Excerpts from a detection dataset:
_____

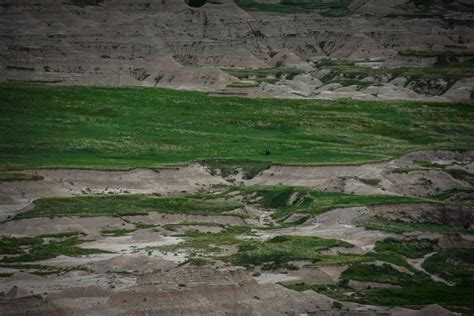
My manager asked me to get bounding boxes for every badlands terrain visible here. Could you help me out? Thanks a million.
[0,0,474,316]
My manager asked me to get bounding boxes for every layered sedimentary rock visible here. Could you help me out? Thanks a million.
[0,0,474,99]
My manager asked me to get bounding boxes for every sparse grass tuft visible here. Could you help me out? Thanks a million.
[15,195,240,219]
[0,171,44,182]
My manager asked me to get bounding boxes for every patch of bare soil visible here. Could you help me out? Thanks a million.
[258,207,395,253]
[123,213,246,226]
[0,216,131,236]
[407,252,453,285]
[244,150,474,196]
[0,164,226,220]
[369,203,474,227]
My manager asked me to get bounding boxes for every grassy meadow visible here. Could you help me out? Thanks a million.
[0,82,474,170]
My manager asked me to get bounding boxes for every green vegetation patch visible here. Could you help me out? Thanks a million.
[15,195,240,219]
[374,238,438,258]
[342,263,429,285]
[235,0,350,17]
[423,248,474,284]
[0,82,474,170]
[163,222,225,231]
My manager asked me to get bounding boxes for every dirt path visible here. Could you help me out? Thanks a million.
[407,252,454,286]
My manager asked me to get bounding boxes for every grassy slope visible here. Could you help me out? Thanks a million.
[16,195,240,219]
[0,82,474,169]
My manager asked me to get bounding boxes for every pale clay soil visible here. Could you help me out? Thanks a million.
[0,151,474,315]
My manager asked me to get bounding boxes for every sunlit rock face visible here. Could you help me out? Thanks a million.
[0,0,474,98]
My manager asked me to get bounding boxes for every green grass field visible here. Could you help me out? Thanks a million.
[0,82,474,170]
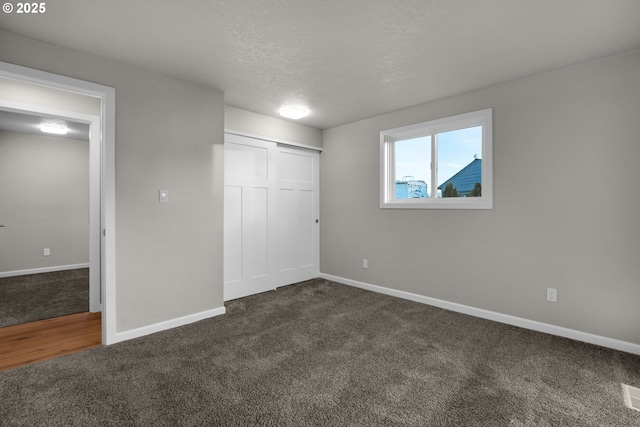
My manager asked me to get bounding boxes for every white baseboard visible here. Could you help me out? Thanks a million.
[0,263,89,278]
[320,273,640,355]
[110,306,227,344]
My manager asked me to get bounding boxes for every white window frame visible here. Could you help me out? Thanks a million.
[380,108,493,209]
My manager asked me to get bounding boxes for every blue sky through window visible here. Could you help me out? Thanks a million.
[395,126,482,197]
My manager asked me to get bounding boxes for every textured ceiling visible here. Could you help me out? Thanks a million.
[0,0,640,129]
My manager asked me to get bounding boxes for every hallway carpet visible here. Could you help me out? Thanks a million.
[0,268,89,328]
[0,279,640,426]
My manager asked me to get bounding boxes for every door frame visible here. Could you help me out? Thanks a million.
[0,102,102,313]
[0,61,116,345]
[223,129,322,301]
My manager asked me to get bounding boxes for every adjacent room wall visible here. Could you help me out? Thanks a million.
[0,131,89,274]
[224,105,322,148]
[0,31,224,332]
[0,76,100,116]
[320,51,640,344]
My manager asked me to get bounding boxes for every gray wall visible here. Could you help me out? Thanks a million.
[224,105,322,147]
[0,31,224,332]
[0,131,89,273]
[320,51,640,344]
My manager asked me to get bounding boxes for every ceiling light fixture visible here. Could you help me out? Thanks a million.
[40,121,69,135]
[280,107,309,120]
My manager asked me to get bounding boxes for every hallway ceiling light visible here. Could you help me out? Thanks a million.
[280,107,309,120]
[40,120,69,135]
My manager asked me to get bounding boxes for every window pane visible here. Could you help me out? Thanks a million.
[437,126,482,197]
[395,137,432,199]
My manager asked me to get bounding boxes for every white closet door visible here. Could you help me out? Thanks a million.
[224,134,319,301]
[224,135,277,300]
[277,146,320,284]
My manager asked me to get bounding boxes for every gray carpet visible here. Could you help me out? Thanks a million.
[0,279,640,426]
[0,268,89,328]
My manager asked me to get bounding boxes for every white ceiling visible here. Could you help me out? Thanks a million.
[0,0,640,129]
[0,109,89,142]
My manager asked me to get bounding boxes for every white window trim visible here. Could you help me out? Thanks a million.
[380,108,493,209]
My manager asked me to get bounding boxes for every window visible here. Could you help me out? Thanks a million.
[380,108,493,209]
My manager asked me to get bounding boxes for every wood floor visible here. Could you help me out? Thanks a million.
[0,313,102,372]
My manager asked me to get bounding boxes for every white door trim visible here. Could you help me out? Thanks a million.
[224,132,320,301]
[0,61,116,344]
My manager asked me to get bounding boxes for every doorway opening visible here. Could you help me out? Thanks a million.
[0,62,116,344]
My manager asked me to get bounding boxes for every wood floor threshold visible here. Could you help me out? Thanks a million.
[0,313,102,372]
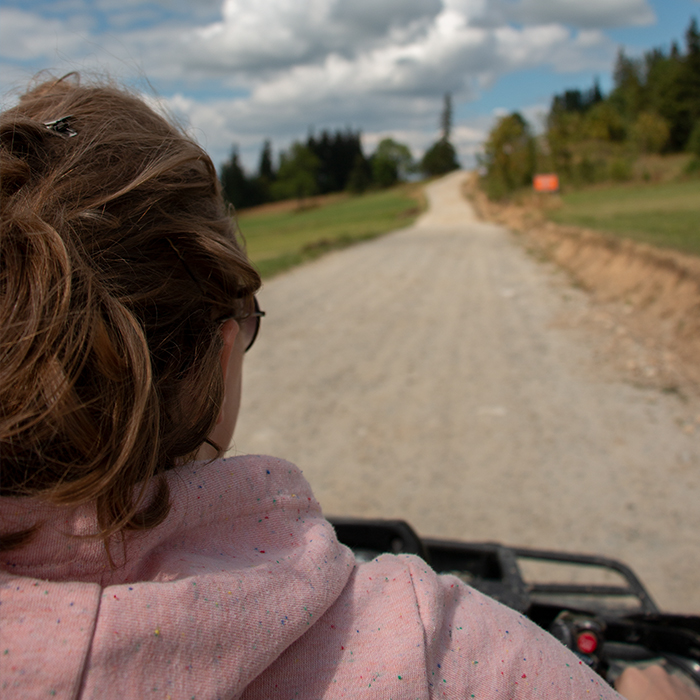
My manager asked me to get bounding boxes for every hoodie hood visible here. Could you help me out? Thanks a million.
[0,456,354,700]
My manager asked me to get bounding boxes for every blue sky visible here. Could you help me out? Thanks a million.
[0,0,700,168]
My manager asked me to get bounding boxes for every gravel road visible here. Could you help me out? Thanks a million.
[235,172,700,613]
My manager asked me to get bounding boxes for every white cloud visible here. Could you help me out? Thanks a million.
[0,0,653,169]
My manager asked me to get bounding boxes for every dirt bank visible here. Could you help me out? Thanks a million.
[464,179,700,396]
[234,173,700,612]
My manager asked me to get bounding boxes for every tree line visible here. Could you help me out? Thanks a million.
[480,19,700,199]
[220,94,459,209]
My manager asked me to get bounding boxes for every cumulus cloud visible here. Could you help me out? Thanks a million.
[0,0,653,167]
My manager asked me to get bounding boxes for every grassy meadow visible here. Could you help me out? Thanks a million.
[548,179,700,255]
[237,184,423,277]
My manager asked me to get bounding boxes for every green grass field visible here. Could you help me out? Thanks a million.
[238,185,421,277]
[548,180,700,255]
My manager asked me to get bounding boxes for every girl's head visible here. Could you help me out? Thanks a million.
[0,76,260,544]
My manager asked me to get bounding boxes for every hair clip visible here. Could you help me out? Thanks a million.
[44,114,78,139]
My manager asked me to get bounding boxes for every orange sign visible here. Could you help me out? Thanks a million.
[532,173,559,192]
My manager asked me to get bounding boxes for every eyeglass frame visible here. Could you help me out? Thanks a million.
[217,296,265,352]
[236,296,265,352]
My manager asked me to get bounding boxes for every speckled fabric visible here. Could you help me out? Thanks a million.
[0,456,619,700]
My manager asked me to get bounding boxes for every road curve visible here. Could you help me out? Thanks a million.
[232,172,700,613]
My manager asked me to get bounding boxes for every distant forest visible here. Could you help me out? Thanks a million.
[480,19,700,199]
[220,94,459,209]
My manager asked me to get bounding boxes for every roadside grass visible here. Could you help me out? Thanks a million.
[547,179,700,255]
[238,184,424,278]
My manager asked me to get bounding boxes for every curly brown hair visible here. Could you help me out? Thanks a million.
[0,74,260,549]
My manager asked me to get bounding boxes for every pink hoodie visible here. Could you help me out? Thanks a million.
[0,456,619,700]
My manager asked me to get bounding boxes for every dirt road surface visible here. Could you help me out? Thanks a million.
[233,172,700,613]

_____

- _Written exercise_: Rewrite the data from its beginning through the line with "[0,0,474,99]", replacing "manager" with "supervisor" and keeping everything else the same. Leave the pictures out of your answer.

- _Result of this exercise_:
My supervisor asked me to get bounding boxes for every badlands terrain visible here. Could you help me out? Thanks a million.
[0,0,474,316]
My supervisor asked me to get bounding boxes for every layered sedimentary rock visible here. Could you help me out? Thanks a million.
[0,0,474,99]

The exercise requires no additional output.